**SOURCE INFORMATION**

=======

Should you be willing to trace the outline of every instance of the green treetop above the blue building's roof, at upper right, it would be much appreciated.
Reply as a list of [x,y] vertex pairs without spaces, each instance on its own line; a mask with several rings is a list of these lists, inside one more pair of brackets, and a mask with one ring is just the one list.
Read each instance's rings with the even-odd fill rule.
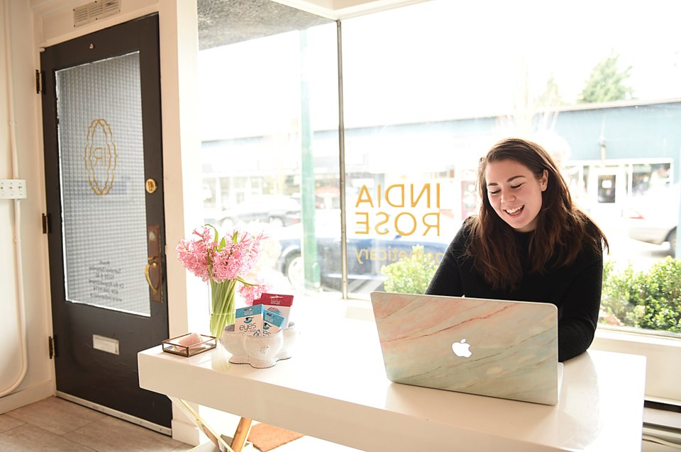
[[596,64],[577,100],[579,103],[622,101],[631,98],[632,89],[624,84],[626,79],[629,79],[631,66],[619,71],[618,59],[619,54],[612,52],[609,57]]

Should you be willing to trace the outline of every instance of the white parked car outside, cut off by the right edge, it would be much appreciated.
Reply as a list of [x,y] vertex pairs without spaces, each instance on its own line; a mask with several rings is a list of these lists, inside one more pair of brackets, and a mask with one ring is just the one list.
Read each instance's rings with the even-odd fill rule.
[[668,242],[672,257],[676,256],[680,200],[679,184],[633,198],[626,213],[629,237],[658,245]]

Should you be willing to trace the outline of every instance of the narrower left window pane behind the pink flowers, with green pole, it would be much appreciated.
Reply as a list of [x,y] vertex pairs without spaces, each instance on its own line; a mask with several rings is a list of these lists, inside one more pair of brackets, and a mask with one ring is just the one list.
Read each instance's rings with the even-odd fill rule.
[[267,0],[213,7],[199,27],[204,220],[270,236],[258,277],[272,290],[338,290],[336,23]]

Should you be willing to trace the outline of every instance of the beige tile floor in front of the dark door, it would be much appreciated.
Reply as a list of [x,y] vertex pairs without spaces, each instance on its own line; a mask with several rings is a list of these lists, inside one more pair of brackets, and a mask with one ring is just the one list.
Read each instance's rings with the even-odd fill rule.
[[57,397],[0,414],[2,452],[184,452],[191,448]]

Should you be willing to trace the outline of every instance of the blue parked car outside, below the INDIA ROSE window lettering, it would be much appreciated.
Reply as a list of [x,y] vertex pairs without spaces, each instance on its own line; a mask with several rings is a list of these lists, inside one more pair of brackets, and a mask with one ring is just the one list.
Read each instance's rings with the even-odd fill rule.
[[[301,225],[282,230],[279,237],[282,253],[277,270],[289,279],[294,288],[304,287],[304,262],[301,254]],[[348,232],[348,286],[351,292],[368,293],[382,290],[381,268],[400,257],[411,254],[414,245],[423,245],[436,262],[442,259],[451,237],[427,239],[422,236],[356,235]],[[341,233],[339,217],[316,223],[316,256],[320,285],[329,290],[341,290]]]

=======

**WHAT IS REQUIRED**
Repeat the records word for word and drop any pictures.

**EXERCISE OUTPUT**
Should you be willing to trace the outline of every instance of the green treetop above the blue building's roof, at upper right, it would be much appreciated.
Reply as a list of [x,y] vertex pairs without spaces, each instance on its own line; a mask with several rings is a list of these lists, inside one more pair of brackets, and a mask with one ring is just the one list.
Read each instance's rings with the even-odd fill rule.
[[596,64],[577,100],[579,103],[622,101],[631,98],[632,89],[624,84],[626,79],[629,79],[631,66],[619,71],[618,59],[619,54],[612,52],[609,57]]

Should you be willing to trace the outline of every instance of the white parked car outside, cut off by the right edge, it would be much appreciated.
Reply as a list of [x,y] vertex pairs without spaces, each instance on its own line; a mask with several rings is a list of these lists, inside one more pair of brackets, and a mask with one ring is just the one list.
Read each instance's rings with the even-odd fill rule.
[[668,242],[672,257],[676,256],[680,200],[679,184],[633,198],[626,213],[629,237],[658,245]]

Should you be willing to trace the outline of every instance of the narrower left window pane behind the pink flowers, with green pole, it would be much appreciated.
Reply as a list of [x,y] vertex pairs without spaces, each instance on its own line; a mask with several rings is a list of these lists, inside one more pair of brackets, and a mask with one ring is just the one list.
Read each instance's rings with the even-odd fill rule.
[[267,0],[213,7],[199,27],[204,220],[270,236],[258,277],[272,290],[338,290],[336,23]]

Should you be willing to trace the outline of every instance of the beige tile floor in front of the dark door, it would be much appreciated.
Reply as a list of [x,y] vertex pairs without spaces, each instance on its own line; a mask with several rings is a list of these lists, inside one more pair of brackets, and a mask with one ring is just the one list.
Read each instance's rings with the even-odd fill rule.
[[57,397],[0,414],[2,452],[184,452],[191,448]]

Should you be willing to trace the outline of every instance of the blue parked car outside, below the INDIA ROSE window lettering, it would be much appreciated.
Reply as a list of [x,y] vertex pairs without spaces, each instance on its own line; a mask with several rings is a list of these lists, inside one more pair of brackets, and a mask with one ring is just the one list.
Read each instance's rings with the even-odd fill rule.
[[[301,225],[282,230],[279,237],[282,253],[277,270],[289,279],[294,288],[304,287],[304,262],[301,254]],[[348,232],[348,286],[351,292],[368,293],[382,290],[381,268],[400,257],[411,254],[414,245],[423,245],[436,262],[442,259],[451,237],[427,239],[422,236],[356,235]],[[341,233],[339,217],[316,223],[316,256],[320,285],[329,290],[341,290]]]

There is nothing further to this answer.